Photo-based point labeling data:
▼▼▼
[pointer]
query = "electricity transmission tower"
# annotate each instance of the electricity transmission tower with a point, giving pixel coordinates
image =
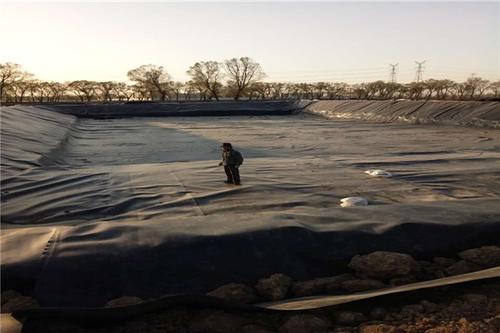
(393, 72)
(420, 70)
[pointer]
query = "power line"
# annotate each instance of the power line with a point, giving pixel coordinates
(420, 71)
(393, 72)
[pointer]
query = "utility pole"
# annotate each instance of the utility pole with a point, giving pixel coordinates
(420, 71)
(393, 72)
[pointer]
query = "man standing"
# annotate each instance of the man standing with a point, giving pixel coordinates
(231, 160)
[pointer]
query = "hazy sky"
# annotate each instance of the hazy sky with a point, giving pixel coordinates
(297, 41)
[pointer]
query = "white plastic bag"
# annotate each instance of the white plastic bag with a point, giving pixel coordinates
(353, 202)
(378, 173)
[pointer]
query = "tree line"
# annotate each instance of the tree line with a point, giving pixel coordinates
(237, 78)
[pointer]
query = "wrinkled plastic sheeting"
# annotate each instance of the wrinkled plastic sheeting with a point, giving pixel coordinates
(28, 135)
(482, 114)
(353, 202)
(379, 173)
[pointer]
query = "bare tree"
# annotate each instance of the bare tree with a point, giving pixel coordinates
(242, 73)
(476, 87)
(495, 88)
(106, 90)
(177, 88)
(153, 78)
(11, 74)
(85, 90)
(207, 74)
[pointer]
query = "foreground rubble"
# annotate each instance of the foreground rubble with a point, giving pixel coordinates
(466, 308)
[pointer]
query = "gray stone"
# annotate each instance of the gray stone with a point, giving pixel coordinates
(384, 265)
(378, 313)
(235, 292)
(216, 321)
(362, 285)
(379, 328)
(8, 295)
(475, 299)
(444, 262)
(19, 303)
(275, 287)
(486, 256)
(402, 281)
(462, 267)
(318, 286)
(123, 301)
(429, 307)
(305, 323)
(253, 328)
(412, 310)
(350, 318)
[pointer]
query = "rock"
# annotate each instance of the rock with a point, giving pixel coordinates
(402, 281)
(253, 328)
(350, 318)
(275, 287)
(379, 328)
(429, 307)
(462, 267)
(475, 299)
(19, 303)
(378, 313)
(362, 285)
(216, 321)
(123, 301)
(8, 295)
(443, 262)
(305, 323)
(235, 292)
(430, 270)
(486, 256)
(319, 285)
(383, 265)
(494, 322)
(412, 310)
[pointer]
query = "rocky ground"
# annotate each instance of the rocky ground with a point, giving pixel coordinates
(471, 307)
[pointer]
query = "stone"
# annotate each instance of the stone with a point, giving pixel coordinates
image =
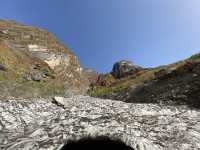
(40, 124)
(34, 50)
(2, 68)
(124, 68)
(59, 101)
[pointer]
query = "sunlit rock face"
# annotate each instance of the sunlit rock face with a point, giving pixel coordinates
(40, 46)
(34, 124)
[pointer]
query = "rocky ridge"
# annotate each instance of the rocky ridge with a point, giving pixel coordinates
(36, 61)
(41, 124)
(177, 83)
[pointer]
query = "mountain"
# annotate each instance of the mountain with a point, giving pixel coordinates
(33, 63)
(177, 83)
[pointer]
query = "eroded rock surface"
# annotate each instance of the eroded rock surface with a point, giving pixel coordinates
(31, 54)
(40, 124)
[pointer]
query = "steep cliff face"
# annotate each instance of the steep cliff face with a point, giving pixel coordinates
(34, 57)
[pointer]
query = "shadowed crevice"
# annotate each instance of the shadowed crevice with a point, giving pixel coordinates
(102, 142)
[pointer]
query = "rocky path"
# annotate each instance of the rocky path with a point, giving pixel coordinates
(40, 124)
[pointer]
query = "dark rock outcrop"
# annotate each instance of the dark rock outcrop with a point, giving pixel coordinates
(177, 83)
(33, 54)
(124, 68)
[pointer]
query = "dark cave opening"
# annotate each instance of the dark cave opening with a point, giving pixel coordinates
(102, 143)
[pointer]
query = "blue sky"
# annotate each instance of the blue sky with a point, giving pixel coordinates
(100, 32)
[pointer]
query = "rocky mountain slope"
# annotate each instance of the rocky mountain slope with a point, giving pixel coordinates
(34, 64)
(40, 124)
(177, 83)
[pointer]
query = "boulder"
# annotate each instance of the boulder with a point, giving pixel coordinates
(124, 68)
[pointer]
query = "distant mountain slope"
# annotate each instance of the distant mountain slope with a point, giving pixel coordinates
(177, 83)
(34, 64)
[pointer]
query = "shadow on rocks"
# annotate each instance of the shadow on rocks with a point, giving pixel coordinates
(102, 143)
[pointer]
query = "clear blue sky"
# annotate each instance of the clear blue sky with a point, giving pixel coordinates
(101, 32)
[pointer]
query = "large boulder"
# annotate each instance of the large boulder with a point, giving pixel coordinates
(124, 68)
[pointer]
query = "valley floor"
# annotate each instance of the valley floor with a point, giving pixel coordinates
(41, 124)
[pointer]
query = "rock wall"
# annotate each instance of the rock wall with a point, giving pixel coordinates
(40, 46)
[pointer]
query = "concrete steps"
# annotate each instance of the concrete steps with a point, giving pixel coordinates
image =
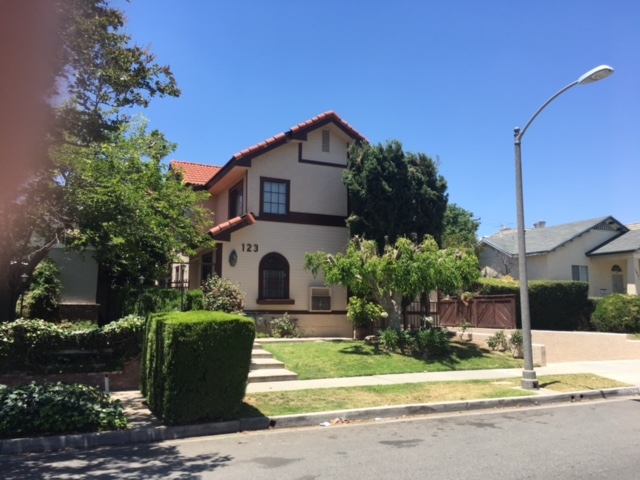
(265, 368)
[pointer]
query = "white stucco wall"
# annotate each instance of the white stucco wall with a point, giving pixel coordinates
(314, 188)
(78, 274)
(291, 241)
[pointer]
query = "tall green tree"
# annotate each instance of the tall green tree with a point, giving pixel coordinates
(402, 271)
(460, 228)
(97, 75)
(132, 212)
(394, 194)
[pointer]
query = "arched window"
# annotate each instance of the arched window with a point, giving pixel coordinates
(617, 280)
(274, 277)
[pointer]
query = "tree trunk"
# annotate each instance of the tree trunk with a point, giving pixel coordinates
(8, 301)
(392, 304)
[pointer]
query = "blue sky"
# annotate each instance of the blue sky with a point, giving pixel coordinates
(448, 78)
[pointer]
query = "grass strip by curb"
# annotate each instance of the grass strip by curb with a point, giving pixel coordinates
(319, 400)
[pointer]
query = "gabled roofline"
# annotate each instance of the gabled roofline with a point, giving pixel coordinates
(224, 230)
(298, 132)
(607, 219)
(594, 224)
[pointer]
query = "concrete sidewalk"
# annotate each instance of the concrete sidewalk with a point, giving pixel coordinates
(627, 371)
(144, 427)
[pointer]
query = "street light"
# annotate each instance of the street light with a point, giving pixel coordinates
(529, 380)
(141, 281)
(24, 277)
▲▲▲
» **Problem details**:
Transcribe the whole listing exactly. Pictures stay out of your copy.

» **Exercise answer**:
[pointer]
query = "electricity transmission tower"
# annotate each instance of the electricity transmission tower with a point, giving pixel coordinates
image =
(393, 72)
(420, 70)
[pointer]
query = "power line"
# annotate each instance of the power line with a point, giving pixel coordinates
(420, 71)
(393, 72)
[pointer]
query = "utility pole"
# annotate each instance of the utility pole with a point, giving pixel coordinates
(420, 71)
(393, 72)
[pointer]
query = "man standing"
# annotate each instance of the man standing with a point, giving pixel coordinates
(231, 160)
[pointer]
query = "hazy sky"
# annotate each instance of the hazy sky with a point, giving pixel coordinates
(297, 41)
[pointer]
query = "white plastic bag"
# annotate each instance of the white plastic bag with a point, giving pixel coordinates
(353, 202)
(378, 173)
[pointer]
query = "tree line"
# annotate each instance of the tree line with a point, giving pixel coordinates
(237, 78)
[pointer]
query = "wrinkled plastic sheeting"
# annotate each instance of the wrinkled plastic sheeting with a point, giving pixel coordinates
(28, 135)
(482, 114)
(353, 202)
(379, 173)
[pointer]
query = "bare tree"
# annotate each instance of the bare tree with a point, giving pixel coordinates
(242, 73)
(476, 87)
(495, 88)
(106, 90)
(177, 88)
(153, 78)
(11, 74)
(85, 90)
(207, 74)
[pointer]
query = "foreground rubble"
# annotate each instance of the foreground rubble with a point, giving pixel coordinates
(466, 308)
[pointer]
query = "gray stone"
# annotate each instance of the gray stone with a point, giving pixel coordinates
(384, 265)
(378, 313)
(235, 292)
(216, 321)
(362, 285)
(379, 328)
(8, 295)
(475, 299)
(444, 262)
(19, 303)
(275, 287)
(486, 256)
(402, 281)
(462, 267)
(318, 286)
(123, 301)
(429, 307)
(305, 323)
(253, 328)
(412, 310)
(350, 318)
[pointer]
query = "rock"
# annotate each instance of the rock with a point, giving pixel coordinates
(402, 281)
(253, 328)
(350, 318)
(275, 287)
(379, 328)
(429, 307)
(462, 267)
(475, 299)
(19, 303)
(378, 313)
(362, 285)
(216, 321)
(123, 301)
(8, 295)
(443, 262)
(305, 323)
(235, 292)
(430, 270)
(486, 256)
(319, 285)
(383, 265)
(494, 322)
(412, 310)
[pointer]
query = "rocky ground"
# annotate each instance of the rocky ground with a point, giving pixel coordinates
(471, 307)
[pointer]
query = "stone"
# annotate each instance of the stone with a point, giving pixel coordinates
image =
(40, 124)
(34, 50)
(2, 68)
(124, 68)
(59, 101)
[pointer]
query = "sunlit rock face"
# annotate each instance of the sunlit rock face with a point, giving pixel coordinates
(40, 46)
(34, 124)
[pointer]
query = "rocky ridge"
# annotate each instance of the rocky ridge with a point, giving pixel coordinates
(36, 61)
(41, 124)
(177, 83)
[pointer]
query = "mountain"
# annotate each instance of the mountain with a point, giving pixel coordinates
(33, 63)
(177, 83)
[pointer]
query = "eroded rock surface"
# annotate each instance of the eroded rock surface with a point, giving pixel coordinates
(31, 54)
(40, 124)
[pointer]
query = "steep cliff face"
# annotate each instance of the steep cliff face with a point, giving pixel coordinates
(34, 57)
[pointer]
query = "shadowed crevice"
# annotate each instance of the shadowed crevice with a point, giving pixel coordinates
(102, 142)
[pointer]
query = "rocky path"
# annotate each instance of the rocky path with a point, giving pixel coordinates
(40, 124)
[pointer]
query = "dark rock outcrop"
# annotate each instance of the dark rock outcrop with a point, giving pixel coordinates
(177, 83)
(33, 54)
(124, 68)
[pointer]
query = "dark cave opening"
# annotate each instance of the dark cave opening with a point, giving pixel coordinates
(102, 143)
[pointer]
query = "blue sky"
# annotate each instance of the blue sky with a point, giving pixel coordinates
(100, 32)
[pointer]
query = "rocky mountain slope"
# annotate each instance of the rocky mountain slope with a point, giving pixel coordinates
(34, 64)
(40, 124)
(177, 83)
[pointer]
query = "boulder"
# annotate each instance of the boulder with a point, giving pixel coordinates
(124, 68)
[pointer]
query = "distant mountain slope"
# annotate each instance of the distant mountain slope with a point, giving pixel coordinates
(177, 83)
(34, 64)
[pointer]
query = "shadow on rocks"
# annotate each instance of the shadow on rocks with a point, giving pixel coordinates
(102, 143)
[pointer]
query = "clear blue sky"
# annotate each instance of the clear blue sky with a point, giving pixel coordinates
(101, 32)
[pointer]
query = "large boulder"
# annotate each instance of the large boulder with a point, giving pixel coordinates
(124, 68)
[pointer]
query = "valley floor"
# annotate each instance of the valley floor with a point, giving pixel coordinates
(41, 124)
[pointer]
query = "rock wall"
# annotate each instance of the rock wall with a point, giving pixel coordinates
(40, 46)
[pointer]
query = "concrete steps"
# annotate each instance of the concrete steps with a point, giving pixel coordinates
image =
(265, 368)
[pointer]
query = "white stucco wall"
# annotate each instance of the white stucco wall with a point, giving pixel coordinates
(314, 188)
(78, 274)
(291, 241)
[pointer]
query = "tall green tree"
# annotate each instance of the tall green tree with a point, giving pixel coordinates
(402, 271)
(460, 228)
(97, 75)
(132, 212)
(394, 194)
[pointer]
query = "arched window"
# annotate each instance of the arched window with a point, giving pixel coordinates
(617, 280)
(274, 277)
[pointer]
query = "tree trunk"
# annotate each instance of the tree trunk with a point, giving pixel coordinates
(8, 301)
(392, 304)
[pointer]
query = "blue sky"
# annotate each instance of the blue sky with a point, giving pixel coordinates
(448, 78)
[pointer]
query = "grass strip by curb"
# annotate each instance of the grass strip by curb with a point, giving pixel coordinates
(319, 400)
[pointer]
query = "gabled roofline"
# annotate each instance of the gabled roofline with a point, giving pixel coordinates
(224, 230)
(298, 132)
(607, 219)
(594, 224)
[pointer]
query = "concrete sidewalk"
# annotate each instance of the concrete sidewalk with a point, giving pixel coordinates
(627, 371)
(144, 427)
[pointer]
query = "street light"
# annotate each instance of the street light with a point, giving pixel coordinates
(529, 380)
(141, 281)
(24, 277)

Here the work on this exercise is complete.